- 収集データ

§

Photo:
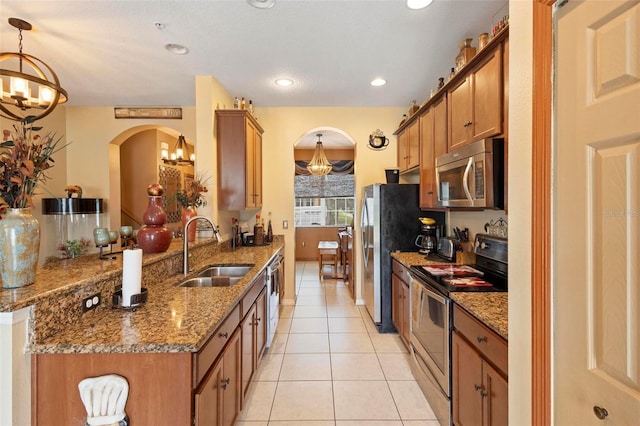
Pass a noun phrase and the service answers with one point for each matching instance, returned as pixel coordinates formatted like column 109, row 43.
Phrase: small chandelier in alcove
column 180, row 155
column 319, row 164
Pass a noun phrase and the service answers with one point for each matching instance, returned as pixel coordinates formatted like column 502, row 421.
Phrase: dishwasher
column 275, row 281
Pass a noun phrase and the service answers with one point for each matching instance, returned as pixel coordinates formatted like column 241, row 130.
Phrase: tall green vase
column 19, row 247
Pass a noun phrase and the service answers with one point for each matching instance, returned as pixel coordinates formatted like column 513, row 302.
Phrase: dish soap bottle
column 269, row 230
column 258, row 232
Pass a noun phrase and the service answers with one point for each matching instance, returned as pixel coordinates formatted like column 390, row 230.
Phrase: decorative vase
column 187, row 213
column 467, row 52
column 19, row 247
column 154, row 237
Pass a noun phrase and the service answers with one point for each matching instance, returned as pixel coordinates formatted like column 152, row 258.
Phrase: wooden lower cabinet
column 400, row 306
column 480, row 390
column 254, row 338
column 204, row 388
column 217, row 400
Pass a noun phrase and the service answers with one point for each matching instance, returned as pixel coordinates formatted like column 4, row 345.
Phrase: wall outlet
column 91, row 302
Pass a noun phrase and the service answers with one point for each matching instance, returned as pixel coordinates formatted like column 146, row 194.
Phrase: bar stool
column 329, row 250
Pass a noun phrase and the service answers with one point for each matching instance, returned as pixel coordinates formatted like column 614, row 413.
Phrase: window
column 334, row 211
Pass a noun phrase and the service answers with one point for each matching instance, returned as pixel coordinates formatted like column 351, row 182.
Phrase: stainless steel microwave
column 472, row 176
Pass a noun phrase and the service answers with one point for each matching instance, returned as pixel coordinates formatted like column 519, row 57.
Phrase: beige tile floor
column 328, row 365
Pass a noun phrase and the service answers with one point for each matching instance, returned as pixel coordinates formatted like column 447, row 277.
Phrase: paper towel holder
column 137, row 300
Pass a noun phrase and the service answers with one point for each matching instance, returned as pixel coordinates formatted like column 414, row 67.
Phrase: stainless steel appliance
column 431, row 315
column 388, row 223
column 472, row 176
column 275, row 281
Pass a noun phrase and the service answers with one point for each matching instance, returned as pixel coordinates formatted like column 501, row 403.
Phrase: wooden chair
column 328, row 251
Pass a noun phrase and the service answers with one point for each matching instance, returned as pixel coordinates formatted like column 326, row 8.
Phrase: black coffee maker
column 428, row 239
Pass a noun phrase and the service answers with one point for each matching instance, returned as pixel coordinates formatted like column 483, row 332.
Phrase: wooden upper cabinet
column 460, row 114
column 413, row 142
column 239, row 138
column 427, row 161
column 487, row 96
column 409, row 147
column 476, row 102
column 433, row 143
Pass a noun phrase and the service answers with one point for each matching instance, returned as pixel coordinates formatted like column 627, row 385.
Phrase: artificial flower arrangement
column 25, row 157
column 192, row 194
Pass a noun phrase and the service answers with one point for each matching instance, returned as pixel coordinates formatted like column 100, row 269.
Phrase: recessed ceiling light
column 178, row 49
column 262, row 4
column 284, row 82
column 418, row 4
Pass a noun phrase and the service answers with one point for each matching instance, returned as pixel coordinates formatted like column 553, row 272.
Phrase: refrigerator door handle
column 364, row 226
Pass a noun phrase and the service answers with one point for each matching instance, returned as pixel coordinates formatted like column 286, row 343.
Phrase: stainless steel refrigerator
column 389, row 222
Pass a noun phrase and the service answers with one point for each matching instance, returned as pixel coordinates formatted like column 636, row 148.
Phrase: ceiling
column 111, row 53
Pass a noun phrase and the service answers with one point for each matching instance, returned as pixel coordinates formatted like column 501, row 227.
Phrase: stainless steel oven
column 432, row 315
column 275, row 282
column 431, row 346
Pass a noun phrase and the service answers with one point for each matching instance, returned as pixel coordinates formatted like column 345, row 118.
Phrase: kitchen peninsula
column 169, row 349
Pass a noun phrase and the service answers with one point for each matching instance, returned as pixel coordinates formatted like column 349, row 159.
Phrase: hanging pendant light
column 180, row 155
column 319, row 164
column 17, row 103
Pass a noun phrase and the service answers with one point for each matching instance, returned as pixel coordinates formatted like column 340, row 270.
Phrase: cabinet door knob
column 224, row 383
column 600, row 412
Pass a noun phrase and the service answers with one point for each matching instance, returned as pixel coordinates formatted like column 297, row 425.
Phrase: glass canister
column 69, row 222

§

- 課題
データをすべて、列名を「本文」と「答え」とする2列のCSVに書き直すこと。1件につき1行とし、各欄は引用符で囲んで改行を空白に置き換え、画像は含めないこと。

- 出力結果
本文,答え
"Photo: Pass a noun phrase and the service answers with one point for each matching instance, returned as pixel coordinates formatted like column 109, row 43. Phrase: small chandelier in alcove","column 180, row 155 column 319, row 164"
"Pass a noun phrase and the service answers with one point for each matching instance, returned as pixel coordinates formatted like column 502, row 421. Phrase: dishwasher","column 275, row 281"
"Pass a noun phrase and the service answers with one point for each matching instance, returned as pixel coordinates formatted like column 241, row 130. Phrase: tall green vase","column 19, row 247"
"Pass a noun phrase and the service answers with one point for each matching instance, returned as pixel coordinates formatted like column 513, row 302. Phrase: dish soap bottle","column 269, row 230 column 258, row 232"
"Pass a noun phrase and the service answers with one point for each matching instance, returned as pixel coordinates formatted like column 390, row 230. Phrase: decorative vase","column 187, row 213 column 467, row 52 column 19, row 247 column 154, row 237"
"Pass a noun phrase and the service answers with one point for each matching instance, returned as pixel coordinates formatted like column 152, row 258. Phrase: wooden lower cabinet","column 400, row 306 column 480, row 390 column 254, row 338 column 204, row 388 column 217, row 400"
"Pass a noun phrase and the service answers with one point for each matching instance, returned as pixel coordinates formatted like column 4, row 345. Phrase: wall outlet","column 91, row 302"
"Pass a noun phrase and the service answers with one point for each matching instance, returned as pixel coordinates formatted like column 146, row 194. Phrase: bar stool","column 329, row 250"
"Pass a noun phrase and the service answers with one point for each matching instance, returned as pixel coordinates formatted like column 614, row 413. Phrase: window","column 334, row 211"
"Pass a noun phrase and the service answers with one point for each matching instance, returned as pixel coordinates formatted like column 351, row 182. Phrase: stainless steel microwave","column 472, row 176"
"Pass a noun phrase and the service answers with one point for each matching instance, returned as pixel coordinates formatted like column 519, row 57. Phrase: beige tile floor","column 328, row 365"
"Pass a noun phrase and the service answers with one point for each matching instance, returned as pixel coordinates formatted like column 447, row 277. Phrase: paper towel holder","column 137, row 300"
"Pass a noun phrase and the service answers with one point for each matching instance, returned as pixel coordinates formatted like column 414, row 67. Phrase: stainless steel appliance","column 431, row 315 column 388, row 223 column 472, row 176 column 275, row 281"
"Pass a noun phrase and the service answers with one point for each matching instance, returned as pixel coordinates formatted like column 501, row 403. Phrase: wooden chair","column 328, row 251"
"Pass a noun phrase and the service answers with one point for each matching instance, returned as pixel coordinates formatted like column 326, row 8. Phrase: black coffee maker","column 428, row 239"
"Pass a noun phrase and the service answers with one point for each matching instance, returned as pixel coordinates formatted like column 483, row 332. Phrase: wooden upper cabinet","column 460, row 114 column 413, row 142 column 239, row 138 column 427, row 161 column 487, row 96 column 409, row 147 column 476, row 102 column 433, row 143"
"Pass a noun phrase and the service answers with one point for each matching instance, returned as pixel coordinates formatted like column 627, row 385. Phrase: artificial flower arrangement","column 25, row 157 column 192, row 194"
"Pass a noun phrase and the service answers with one point for each matching instance, returned as pixel coordinates formatted like column 100, row 269. Phrase: recessed ceiling light","column 178, row 49 column 262, row 4 column 284, row 82 column 418, row 4"
"Pass a noun phrase and the service answers with one point for each matching instance, returned as pixel coordinates formatted like column 553, row 272. Phrase: refrigerator door handle","column 364, row 226"
"Pass a noun phrase and the service answers with one point for each matching instance, returned as pixel coordinates formatted like column 286, row 343. Phrase: stainless steel refrigerator","column 389, row 222"
"Pass a noun phrase and the service answers with one point for each matching instance, returned as pixel coordinates formatted like column 636, row 148. Phrase: ceiling","column 111, row 53"
"Pass a noun phrase and the service answers with one point for each matching instance, returned as pixel coordinates formatted like column 501, row 227. Phrase: stainless steel oven","column 432, row 315 column 275, row 282 column 431, row 346"
"Pass a noun phrase and the service answers with one point for each matching instance, returned as pixel coordinates formatted like column 345, row 118. Phrase: kitchen peninsula","column 169, row 349"
"Pass a noun phrase and the service answers with one point for each matching instance, returned as pixel coordinates formatted like column 349, row 159. Phrase: hanging pendant light","column 180, row 155 column 319, row 164 column 17, row 103"
"Pass a noun phrase and the service answers with one point for each matching instance, returned as pixel coordinates formatted like column 340, row 270. Phrase: cabinet door knob","column 224, row 383 column 600, row 412"
"Pass a noun phrase and the service answers with one point for each matching instance, returned as pixel coordinates formatted like column 297, row 425. Phrase: glass canister","column 69, row 222"